Written exercise: Print the lines below word for word, leaving the pictures out.

Examples of point labeling:
------------------------------------------------

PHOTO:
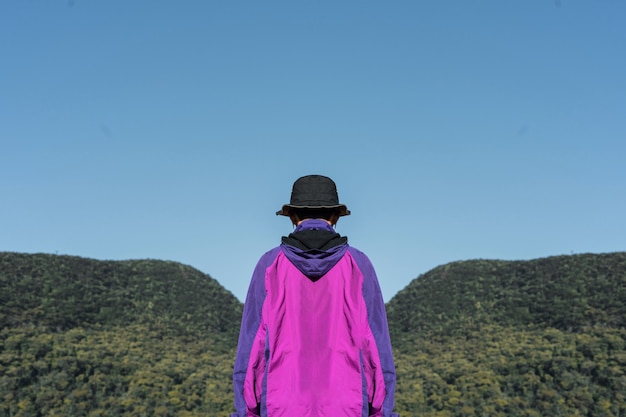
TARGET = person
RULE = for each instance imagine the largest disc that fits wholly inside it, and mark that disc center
(314, 339)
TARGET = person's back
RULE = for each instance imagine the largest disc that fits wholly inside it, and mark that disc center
(314, 340)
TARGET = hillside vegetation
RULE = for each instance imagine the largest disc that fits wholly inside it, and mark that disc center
(527, 338)
(80, 337)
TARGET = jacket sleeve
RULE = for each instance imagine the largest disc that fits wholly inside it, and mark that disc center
(246, 366)
(377, 320)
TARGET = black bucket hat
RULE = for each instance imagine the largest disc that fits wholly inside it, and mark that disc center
(314, 192)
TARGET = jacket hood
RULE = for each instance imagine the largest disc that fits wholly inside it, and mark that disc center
(314, 248)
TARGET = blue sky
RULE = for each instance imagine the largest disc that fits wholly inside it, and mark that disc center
(174, 130)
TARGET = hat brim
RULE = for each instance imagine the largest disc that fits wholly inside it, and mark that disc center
(343, 209)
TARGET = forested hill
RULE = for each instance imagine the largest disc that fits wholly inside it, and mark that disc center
(544, 337)
(563, 292)
(80, 337)
(64, 292)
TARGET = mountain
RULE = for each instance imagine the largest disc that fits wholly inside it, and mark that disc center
(544, 337)
(564, 292)
(80, 337)
(64, 292)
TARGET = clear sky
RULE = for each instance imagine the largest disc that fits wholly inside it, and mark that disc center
(174, 130)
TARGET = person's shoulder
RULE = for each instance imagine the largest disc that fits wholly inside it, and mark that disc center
(270, 255)
(357, 253)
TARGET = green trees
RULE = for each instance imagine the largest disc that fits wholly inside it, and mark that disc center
(123, 371)
(149, 338)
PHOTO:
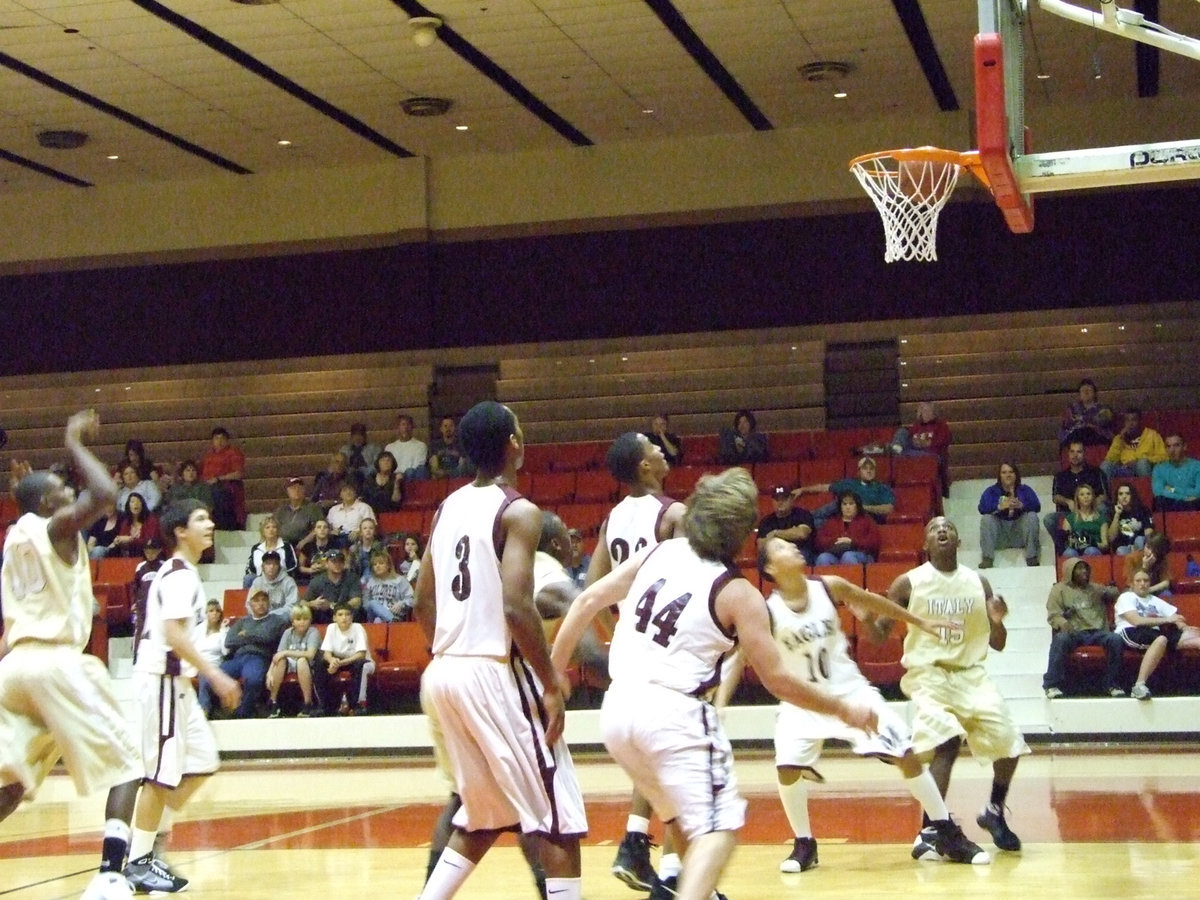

------------------------------------------------

Response to this task:
PHOTO:
TARGET = person
RULE = for each instance imagine the largest disc that fits wholly inside it, and mark that disc center
(314, 339)
TARGET = person's back
RULE = for each instance imagine the largest disc that fits wholly inside it, and mark that disc center
(314, 340)
TARGET = hillside vegetation
RULE = for each instance imagine the largest disc that fits wholly inside it, and mark that disc center
(527, 338)
(80, 337)
TARGET = jacket sleeve
RULE = for each instance imagine the largest disc that fits wholly inside it, and mark that disc center
(246, 366)
(377, 320)
TARGET = black bucket hat
RULE = for each instance imagine the largest disc that fits wholly inside it, and mark that disc center
(314, 192)
TARGET = jacket hood
RULE = for each instance imagine the largest disc that fits wholly inside it, and mark that disc center
(314, 248)
TARGET = blue sky
RULE = for each instance imagine the largest disc that fits wholly inside it, and mark that disc center
(174, 130)
TARGET = hat brim
RULE = for each instance imagine the largest disc that fits wholly inside it, and mark that disc center
(343, 209)
TARGET = forested hill
RULE = for each instance imagine the largest disc that fits wholly inside it, and mark that disc center
(544, 337)
(563, 292)
(80, 337)
(64, 292)
TARGET = mountain
RULE = for each instance imagine the largest disc that fits wholly inside it, and mark that disc center
(544, 337)
(564, 292)
(80, 337)
(64, 292)
TARGET = clear sky
RULE = for each instance imagine the largest disc that fits wholly inside it, and mark that disc center
(174, 130)
TARGET = person's shoulder
RULE = for each instance imagine the largest disc that fits wholly inside it, and mark that disc center
(270, 255)
(357, 253)
TARGET = green trees
RULE = for each instance imagine the largest disc that fits wholly inside it, and mark that disc center
(123, 371)
(149, 338)
PHOTO:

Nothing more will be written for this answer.